▶ [EXTRAIT DU TEXTE]:
Poids politiques et fonction ministérielle
  • lun, 22/12/2014 - 02:20

Un débat lancinant a pris cours dans le microcosme politique sur le rapport entre poids politique et fonction ministérielle.

A partir du moment où un élu se fait dribbler par un suppléant en raflant un maroquin ministériel, on peut accepter l’incompréhension du premier dans la mesure où en général, le suppléant ne représente aucun poids politique et le candidat en titre l’aligne pour une simple question de procédure administrative. Mais il y a plus: à observer les us et coutumes qui ont cours au Congo, quand arrive le terme d’un remaniement ministériel ou une nomination à une fonction politique, il est demandé aux leaders politiques éligibles de disposer de trois hypothèses de nomination à chaque poste à pourvoir. La petite histoire rapporte qu’en l’espèce, les chefs de partis font montre d’infiniment de génie: ils rabibochent à l’infini des listes, en soignent la présentation, mettent en avant tel ou tel aspect de candidature.
Parfois, il s’agit de la même personne à qui on omet un nom ou un prénom ou on attribue ou pas tel ou tel aspect afin que cela n’échappe point à la personne en charge de faire des synthèses.
Résultat des courses: il arrive que deux personnes répondant au même nom se présentent à la nomination ou - plus grave - une annonce de nomination peut porter sur une personne virtuelle ou de compétence inconnue.

▶ [ENTRÉES DE DONNÉES]:
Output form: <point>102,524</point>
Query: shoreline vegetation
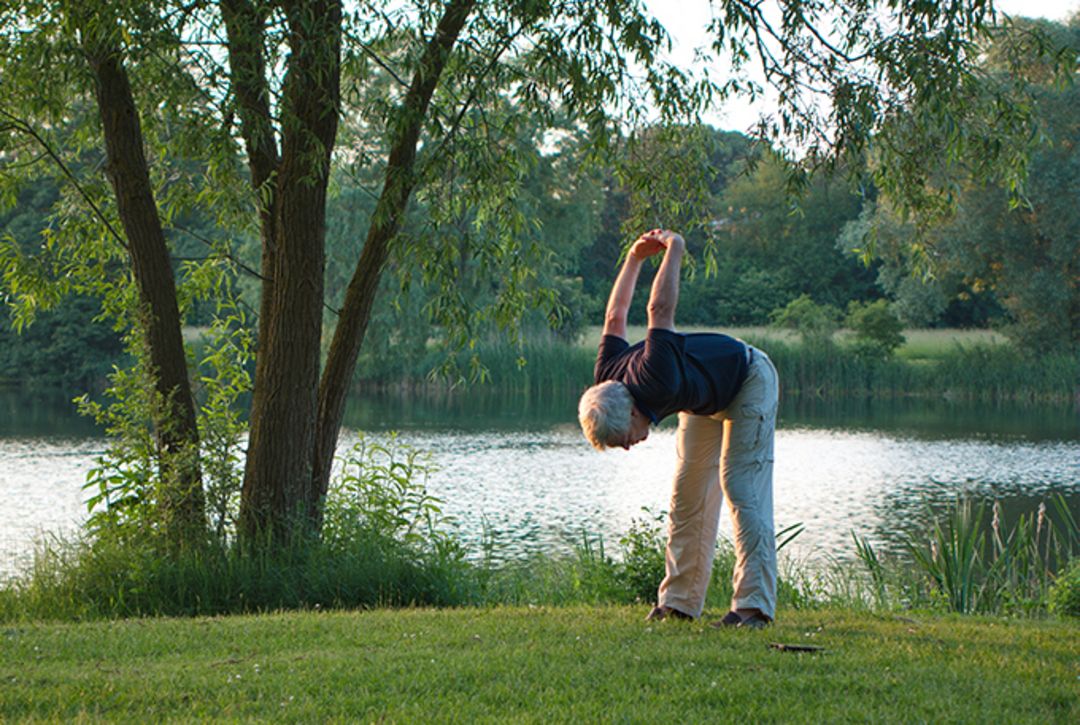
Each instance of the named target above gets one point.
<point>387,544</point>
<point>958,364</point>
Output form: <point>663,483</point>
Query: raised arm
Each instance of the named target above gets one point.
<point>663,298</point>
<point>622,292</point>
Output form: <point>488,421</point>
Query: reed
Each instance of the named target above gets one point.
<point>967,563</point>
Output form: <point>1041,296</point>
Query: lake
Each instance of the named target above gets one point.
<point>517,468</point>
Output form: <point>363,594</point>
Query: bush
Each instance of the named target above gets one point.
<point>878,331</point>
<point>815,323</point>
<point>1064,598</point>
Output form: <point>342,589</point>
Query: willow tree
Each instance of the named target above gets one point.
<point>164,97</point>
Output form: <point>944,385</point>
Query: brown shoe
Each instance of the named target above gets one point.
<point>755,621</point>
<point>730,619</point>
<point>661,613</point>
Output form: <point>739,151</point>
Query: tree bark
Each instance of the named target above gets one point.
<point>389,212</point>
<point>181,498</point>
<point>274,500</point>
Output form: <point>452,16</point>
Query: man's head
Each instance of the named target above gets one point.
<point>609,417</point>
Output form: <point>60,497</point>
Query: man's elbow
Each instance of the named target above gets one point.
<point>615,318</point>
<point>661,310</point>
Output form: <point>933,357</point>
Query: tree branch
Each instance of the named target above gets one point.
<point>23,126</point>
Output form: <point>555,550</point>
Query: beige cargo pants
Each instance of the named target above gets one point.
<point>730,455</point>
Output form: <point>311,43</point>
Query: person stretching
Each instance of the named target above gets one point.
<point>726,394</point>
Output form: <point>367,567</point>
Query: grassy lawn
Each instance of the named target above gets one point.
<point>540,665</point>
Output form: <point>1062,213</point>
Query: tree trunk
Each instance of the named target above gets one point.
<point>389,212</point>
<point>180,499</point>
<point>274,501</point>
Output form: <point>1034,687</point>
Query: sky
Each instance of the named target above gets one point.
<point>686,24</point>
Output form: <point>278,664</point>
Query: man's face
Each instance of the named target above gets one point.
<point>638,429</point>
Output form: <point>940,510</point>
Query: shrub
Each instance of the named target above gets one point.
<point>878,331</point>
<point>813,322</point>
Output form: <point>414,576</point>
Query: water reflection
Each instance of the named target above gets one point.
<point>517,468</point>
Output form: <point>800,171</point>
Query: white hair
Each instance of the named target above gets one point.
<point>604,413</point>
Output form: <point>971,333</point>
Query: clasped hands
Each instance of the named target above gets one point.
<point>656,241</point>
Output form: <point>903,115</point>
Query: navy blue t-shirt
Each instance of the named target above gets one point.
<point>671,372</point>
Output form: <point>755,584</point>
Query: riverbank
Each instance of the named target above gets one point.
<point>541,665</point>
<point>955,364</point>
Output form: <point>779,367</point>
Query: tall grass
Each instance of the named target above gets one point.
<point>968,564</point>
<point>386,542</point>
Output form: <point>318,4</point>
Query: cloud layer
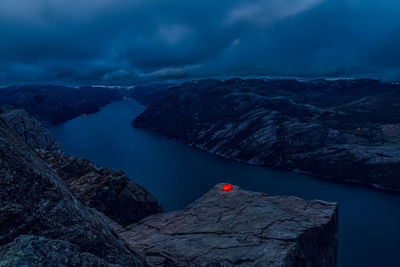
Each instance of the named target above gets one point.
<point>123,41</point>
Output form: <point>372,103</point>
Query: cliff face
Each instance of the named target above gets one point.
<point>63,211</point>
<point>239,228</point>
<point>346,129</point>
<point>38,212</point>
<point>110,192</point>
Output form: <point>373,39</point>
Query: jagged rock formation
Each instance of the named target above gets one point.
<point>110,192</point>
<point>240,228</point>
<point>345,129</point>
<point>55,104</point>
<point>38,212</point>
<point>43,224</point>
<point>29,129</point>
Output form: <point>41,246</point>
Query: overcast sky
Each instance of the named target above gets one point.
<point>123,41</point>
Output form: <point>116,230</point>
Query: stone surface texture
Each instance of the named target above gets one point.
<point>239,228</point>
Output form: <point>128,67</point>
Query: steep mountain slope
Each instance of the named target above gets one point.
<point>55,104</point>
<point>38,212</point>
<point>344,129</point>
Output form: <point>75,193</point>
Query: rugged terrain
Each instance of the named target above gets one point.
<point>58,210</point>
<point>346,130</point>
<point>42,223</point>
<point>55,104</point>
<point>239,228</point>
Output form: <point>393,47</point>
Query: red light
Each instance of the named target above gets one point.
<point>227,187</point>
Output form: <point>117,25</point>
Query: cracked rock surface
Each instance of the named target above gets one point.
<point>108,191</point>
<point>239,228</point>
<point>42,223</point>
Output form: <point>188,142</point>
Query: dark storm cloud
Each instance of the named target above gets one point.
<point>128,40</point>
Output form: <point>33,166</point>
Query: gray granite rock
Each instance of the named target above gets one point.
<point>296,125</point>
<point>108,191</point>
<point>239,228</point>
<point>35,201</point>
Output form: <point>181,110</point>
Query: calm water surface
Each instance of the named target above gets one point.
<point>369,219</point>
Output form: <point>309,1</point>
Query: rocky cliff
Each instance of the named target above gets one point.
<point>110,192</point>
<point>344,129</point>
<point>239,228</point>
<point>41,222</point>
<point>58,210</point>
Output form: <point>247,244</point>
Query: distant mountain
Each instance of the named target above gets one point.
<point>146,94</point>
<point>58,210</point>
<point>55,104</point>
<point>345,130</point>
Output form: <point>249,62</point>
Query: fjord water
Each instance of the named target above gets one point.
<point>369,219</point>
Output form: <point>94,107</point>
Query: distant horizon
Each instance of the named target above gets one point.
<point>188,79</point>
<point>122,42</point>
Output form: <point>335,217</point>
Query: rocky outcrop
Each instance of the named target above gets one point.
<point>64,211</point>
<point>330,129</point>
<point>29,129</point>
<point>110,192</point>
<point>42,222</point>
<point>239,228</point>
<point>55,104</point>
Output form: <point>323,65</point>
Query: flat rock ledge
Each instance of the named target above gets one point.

▶ [DÉTAILS DU PROBLÈME]:
Répondez à ces questions sur l'article consacré au poids politique et à la fonction ministérielle :
1. Par qui un élu peut-il se faire « dribbler » pour un maroquin ministériel ?
2. Combien d'hypothèses de nomination les leaders politiques éligibles doivent-ils prévoir pour chaque poste à pourvoir ?
3. Qu'est-ce qui est présenté comme plus grave dans la dernière phrase ?

▶ [RÉPONSE COMPLÈTE]:
1. Par un suppléant.
2. Trois.
3. Une annonce de nomination peut porter sur une personne virtuelle ou de compétence inconnue.